WORK REQUIRED:
Identify every line in the items below that contains the string "high", and copy each such line in full. Treat matching as case-sensitive.

(Items from a data source)
• • • • •

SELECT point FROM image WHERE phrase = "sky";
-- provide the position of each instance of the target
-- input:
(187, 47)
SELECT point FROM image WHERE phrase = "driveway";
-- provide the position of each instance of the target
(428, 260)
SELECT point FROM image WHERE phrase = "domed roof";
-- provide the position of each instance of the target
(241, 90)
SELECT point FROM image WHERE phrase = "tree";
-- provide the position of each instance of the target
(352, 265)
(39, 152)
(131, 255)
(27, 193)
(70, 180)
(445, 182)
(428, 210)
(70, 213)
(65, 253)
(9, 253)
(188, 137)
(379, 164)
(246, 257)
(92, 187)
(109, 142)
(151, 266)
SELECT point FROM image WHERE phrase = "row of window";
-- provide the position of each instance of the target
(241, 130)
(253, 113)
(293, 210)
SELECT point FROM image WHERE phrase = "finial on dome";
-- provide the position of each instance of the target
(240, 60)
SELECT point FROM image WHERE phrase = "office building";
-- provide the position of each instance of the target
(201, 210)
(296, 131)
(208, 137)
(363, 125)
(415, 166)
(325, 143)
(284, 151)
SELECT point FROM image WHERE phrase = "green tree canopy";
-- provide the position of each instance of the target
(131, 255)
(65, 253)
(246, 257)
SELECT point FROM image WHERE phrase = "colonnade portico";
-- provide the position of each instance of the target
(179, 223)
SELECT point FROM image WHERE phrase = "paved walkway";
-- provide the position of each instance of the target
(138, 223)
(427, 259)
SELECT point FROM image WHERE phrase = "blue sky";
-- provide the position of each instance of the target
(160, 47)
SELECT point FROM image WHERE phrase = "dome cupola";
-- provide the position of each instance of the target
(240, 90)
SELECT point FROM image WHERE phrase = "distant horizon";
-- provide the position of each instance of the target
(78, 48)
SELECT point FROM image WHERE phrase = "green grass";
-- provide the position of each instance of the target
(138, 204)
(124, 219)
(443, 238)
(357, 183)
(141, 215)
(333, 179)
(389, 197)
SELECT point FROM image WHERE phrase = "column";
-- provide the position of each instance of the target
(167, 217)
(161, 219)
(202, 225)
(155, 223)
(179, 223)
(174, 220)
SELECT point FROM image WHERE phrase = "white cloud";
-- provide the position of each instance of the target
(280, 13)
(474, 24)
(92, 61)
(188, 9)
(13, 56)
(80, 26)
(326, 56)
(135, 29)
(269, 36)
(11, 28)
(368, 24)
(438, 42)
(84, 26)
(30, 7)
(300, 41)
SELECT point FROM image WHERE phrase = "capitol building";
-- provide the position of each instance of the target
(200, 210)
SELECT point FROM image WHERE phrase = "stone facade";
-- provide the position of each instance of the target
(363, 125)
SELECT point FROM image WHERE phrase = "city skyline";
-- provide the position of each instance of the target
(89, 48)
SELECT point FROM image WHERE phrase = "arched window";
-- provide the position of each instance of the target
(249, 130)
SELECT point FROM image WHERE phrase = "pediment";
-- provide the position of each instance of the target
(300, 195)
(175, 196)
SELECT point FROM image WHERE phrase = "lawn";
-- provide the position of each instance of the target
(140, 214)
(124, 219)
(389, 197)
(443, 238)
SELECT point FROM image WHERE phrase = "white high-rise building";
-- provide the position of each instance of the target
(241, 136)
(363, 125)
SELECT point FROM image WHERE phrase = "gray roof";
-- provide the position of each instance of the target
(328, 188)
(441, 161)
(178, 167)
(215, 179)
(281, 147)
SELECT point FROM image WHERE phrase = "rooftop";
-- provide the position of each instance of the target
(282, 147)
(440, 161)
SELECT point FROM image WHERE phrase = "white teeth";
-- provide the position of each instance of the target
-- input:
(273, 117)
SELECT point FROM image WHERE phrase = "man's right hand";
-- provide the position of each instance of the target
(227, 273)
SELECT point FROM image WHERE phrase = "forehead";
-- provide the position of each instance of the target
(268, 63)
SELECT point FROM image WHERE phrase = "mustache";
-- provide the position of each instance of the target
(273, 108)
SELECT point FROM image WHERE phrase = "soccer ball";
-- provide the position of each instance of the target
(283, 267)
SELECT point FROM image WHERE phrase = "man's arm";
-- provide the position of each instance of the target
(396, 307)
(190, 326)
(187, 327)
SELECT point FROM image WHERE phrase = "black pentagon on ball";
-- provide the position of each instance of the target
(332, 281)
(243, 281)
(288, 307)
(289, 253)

• • • • •

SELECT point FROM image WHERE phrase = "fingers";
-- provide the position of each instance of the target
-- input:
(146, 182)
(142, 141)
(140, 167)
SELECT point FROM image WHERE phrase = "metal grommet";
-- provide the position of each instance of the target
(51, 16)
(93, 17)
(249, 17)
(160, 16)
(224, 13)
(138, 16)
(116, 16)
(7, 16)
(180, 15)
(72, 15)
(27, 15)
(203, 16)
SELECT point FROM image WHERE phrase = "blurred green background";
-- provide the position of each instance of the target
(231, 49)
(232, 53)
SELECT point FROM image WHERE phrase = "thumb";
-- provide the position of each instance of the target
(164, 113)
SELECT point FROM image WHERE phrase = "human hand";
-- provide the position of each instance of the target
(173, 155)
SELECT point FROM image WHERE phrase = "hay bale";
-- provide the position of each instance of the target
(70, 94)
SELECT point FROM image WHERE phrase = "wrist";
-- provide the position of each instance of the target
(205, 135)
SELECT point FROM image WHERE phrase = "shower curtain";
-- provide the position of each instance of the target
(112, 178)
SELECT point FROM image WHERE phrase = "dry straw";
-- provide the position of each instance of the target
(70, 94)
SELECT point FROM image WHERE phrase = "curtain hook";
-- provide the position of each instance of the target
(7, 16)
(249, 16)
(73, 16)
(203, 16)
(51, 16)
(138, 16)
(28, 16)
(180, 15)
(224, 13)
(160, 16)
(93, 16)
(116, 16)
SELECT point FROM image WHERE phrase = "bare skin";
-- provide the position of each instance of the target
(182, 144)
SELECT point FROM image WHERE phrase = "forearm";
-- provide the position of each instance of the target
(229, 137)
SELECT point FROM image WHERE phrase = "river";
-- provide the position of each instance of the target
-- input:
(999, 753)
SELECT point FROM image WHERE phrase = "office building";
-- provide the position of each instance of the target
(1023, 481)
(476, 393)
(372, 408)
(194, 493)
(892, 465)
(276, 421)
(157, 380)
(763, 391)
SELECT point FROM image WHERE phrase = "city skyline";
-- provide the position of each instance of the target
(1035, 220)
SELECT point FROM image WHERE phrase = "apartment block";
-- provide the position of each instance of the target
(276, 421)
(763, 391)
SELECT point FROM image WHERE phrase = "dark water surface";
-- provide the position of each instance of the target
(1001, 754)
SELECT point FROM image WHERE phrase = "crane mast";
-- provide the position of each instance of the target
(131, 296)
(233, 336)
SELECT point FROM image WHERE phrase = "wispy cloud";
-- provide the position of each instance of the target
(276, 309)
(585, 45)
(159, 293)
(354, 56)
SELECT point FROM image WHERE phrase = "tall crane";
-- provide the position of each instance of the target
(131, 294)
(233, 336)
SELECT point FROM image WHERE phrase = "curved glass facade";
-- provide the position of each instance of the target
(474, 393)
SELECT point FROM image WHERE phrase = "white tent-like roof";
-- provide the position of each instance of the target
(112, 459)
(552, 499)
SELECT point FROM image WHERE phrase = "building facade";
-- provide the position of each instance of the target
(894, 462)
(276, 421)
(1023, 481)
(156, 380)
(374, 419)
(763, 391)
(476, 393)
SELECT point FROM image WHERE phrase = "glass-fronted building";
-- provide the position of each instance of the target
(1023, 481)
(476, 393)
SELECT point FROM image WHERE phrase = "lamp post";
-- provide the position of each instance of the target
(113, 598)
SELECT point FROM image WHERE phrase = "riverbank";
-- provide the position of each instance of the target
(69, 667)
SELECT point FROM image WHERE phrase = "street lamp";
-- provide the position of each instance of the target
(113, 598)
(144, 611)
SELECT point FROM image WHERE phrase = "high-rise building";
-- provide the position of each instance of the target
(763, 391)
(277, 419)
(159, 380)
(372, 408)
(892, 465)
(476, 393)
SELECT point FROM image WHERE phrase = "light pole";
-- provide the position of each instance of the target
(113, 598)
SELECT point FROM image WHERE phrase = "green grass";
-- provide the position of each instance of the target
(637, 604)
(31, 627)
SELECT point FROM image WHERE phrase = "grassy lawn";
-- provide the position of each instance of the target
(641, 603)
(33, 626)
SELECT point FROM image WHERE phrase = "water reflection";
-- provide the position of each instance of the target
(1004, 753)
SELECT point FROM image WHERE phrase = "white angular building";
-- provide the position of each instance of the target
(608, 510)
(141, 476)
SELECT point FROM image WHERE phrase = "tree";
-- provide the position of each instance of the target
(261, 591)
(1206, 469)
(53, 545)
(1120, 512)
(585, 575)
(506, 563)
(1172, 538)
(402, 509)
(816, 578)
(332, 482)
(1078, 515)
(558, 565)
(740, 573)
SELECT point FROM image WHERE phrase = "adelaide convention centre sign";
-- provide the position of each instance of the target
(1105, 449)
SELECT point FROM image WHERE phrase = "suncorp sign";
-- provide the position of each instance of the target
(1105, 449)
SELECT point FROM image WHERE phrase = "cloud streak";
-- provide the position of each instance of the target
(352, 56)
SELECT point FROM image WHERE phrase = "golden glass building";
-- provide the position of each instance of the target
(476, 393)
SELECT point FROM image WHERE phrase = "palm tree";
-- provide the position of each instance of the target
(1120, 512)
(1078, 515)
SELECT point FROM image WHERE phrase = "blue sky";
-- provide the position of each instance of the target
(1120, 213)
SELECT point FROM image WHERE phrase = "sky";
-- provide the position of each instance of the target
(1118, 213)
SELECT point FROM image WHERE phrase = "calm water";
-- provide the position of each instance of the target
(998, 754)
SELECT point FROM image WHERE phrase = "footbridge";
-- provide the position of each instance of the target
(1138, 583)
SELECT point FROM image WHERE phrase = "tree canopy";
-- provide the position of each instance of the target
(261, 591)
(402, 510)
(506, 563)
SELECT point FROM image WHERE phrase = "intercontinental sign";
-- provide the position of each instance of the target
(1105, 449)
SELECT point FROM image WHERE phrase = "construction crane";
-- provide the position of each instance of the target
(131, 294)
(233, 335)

• • • • •

REPLY TO THE EXERCISE:
SELECT point FROM image WHERE phrase = "white high-rise building";
SELECT point FROM image WHERE phrase = "high-rise building";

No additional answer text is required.